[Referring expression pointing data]
□ □ □

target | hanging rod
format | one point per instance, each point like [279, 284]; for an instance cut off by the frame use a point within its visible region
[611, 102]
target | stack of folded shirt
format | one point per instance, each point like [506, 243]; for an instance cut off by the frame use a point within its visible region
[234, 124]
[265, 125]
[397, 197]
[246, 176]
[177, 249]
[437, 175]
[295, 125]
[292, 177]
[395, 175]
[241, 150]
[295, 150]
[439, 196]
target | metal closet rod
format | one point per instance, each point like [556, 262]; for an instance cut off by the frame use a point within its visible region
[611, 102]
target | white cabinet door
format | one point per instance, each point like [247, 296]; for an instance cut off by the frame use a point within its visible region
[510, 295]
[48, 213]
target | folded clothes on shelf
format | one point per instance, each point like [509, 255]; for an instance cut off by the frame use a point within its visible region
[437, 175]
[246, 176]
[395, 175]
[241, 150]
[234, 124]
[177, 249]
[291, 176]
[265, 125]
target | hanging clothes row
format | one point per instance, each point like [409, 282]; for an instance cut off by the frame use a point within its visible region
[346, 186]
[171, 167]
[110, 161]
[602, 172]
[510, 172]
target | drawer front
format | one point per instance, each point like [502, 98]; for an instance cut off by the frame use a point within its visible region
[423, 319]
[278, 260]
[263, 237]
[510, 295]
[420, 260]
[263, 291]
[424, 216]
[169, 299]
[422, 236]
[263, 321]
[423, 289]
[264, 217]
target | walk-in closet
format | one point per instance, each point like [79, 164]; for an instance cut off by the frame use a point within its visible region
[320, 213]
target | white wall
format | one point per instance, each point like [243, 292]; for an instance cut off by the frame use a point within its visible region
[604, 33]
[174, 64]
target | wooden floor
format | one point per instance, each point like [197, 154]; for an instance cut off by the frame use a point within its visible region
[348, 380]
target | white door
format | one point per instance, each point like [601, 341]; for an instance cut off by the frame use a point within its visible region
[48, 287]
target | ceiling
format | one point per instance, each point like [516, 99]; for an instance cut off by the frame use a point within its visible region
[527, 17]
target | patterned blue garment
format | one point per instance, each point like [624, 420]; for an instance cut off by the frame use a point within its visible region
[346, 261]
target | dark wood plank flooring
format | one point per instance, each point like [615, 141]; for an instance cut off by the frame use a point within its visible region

□ □ □

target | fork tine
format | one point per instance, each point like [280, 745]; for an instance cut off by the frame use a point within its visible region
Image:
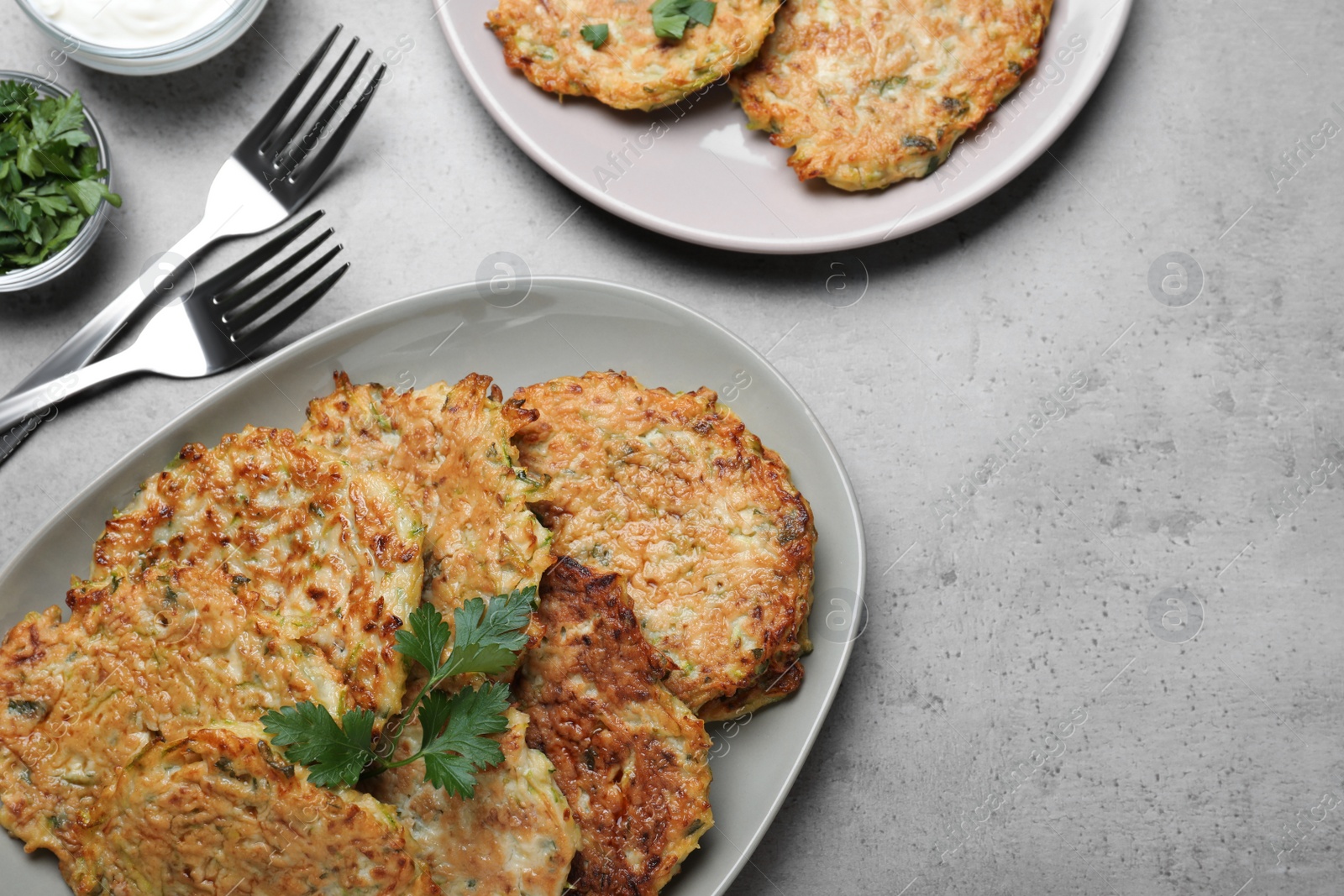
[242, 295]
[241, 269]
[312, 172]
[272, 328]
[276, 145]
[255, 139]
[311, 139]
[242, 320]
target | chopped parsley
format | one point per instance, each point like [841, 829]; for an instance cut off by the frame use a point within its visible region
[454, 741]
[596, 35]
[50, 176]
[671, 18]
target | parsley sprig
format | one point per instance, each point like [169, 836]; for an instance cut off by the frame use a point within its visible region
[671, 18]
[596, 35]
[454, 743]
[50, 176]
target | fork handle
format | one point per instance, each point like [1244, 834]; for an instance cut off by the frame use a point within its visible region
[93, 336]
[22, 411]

□ □ □

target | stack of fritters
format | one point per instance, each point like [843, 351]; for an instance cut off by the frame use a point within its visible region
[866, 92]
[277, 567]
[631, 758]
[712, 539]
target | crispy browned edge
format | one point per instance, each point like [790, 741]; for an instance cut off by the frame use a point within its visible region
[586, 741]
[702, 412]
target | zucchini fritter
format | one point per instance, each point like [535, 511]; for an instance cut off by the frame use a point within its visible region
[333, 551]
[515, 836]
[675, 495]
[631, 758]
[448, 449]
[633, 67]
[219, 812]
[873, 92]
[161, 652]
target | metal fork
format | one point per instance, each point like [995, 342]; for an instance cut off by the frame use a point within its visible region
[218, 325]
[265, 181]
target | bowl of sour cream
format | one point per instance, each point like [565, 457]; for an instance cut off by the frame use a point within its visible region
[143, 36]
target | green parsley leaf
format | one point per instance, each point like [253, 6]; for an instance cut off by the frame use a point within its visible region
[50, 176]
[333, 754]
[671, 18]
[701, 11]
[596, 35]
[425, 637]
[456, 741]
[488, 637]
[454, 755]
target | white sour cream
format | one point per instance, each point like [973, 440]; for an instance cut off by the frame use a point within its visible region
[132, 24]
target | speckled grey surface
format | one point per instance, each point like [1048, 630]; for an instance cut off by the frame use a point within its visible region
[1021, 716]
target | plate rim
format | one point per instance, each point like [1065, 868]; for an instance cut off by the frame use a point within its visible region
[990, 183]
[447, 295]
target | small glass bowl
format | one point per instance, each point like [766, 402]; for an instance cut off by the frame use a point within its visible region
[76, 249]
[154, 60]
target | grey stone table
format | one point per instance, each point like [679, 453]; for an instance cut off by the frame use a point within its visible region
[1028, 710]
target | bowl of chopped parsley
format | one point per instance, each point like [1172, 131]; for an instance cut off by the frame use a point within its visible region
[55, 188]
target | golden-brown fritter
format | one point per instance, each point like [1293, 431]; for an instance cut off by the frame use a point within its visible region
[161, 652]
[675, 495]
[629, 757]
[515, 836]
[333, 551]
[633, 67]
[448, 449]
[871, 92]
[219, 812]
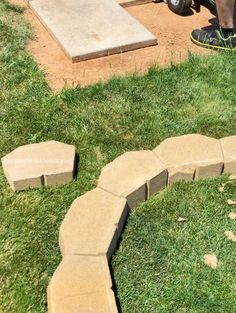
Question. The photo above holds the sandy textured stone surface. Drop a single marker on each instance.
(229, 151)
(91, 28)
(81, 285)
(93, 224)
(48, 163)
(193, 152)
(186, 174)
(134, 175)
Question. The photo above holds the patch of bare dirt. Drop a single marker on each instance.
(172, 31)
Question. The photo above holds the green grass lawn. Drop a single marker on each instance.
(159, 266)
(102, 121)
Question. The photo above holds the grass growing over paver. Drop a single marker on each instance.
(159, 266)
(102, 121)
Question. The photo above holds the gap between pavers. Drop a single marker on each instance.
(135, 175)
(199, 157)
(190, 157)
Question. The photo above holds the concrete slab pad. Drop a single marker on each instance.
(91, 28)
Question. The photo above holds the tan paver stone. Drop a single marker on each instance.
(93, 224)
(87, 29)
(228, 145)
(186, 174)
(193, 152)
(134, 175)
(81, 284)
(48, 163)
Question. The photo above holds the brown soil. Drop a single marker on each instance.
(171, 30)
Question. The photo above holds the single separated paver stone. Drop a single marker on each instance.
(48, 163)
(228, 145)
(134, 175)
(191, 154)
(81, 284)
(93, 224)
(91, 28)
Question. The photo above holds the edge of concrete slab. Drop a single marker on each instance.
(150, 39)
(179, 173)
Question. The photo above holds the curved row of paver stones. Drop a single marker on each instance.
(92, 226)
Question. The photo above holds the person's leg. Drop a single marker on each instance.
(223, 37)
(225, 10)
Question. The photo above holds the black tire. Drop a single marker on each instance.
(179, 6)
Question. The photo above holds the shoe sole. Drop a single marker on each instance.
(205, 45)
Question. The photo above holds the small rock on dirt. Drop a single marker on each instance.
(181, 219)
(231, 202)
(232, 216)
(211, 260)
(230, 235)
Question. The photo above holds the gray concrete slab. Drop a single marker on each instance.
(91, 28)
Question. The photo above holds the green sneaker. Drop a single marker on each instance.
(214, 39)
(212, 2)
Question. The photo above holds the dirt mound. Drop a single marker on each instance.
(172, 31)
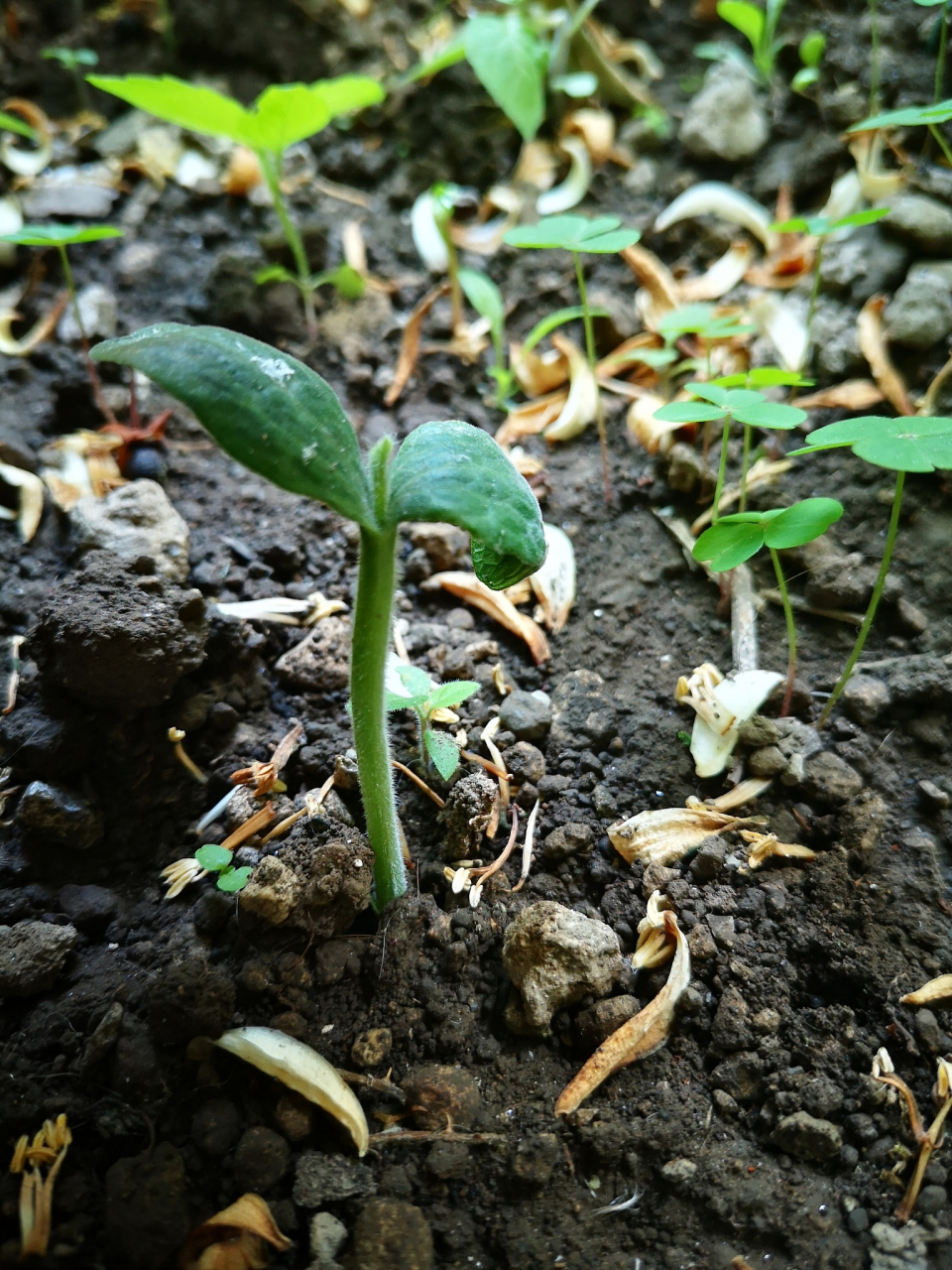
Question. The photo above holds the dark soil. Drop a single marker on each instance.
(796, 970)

□ □ □

#### [Required work]
Each line containing the word "door" needs to be copied from the data above.

#### [Response for this exercise]
target | white cabinet door
target | white door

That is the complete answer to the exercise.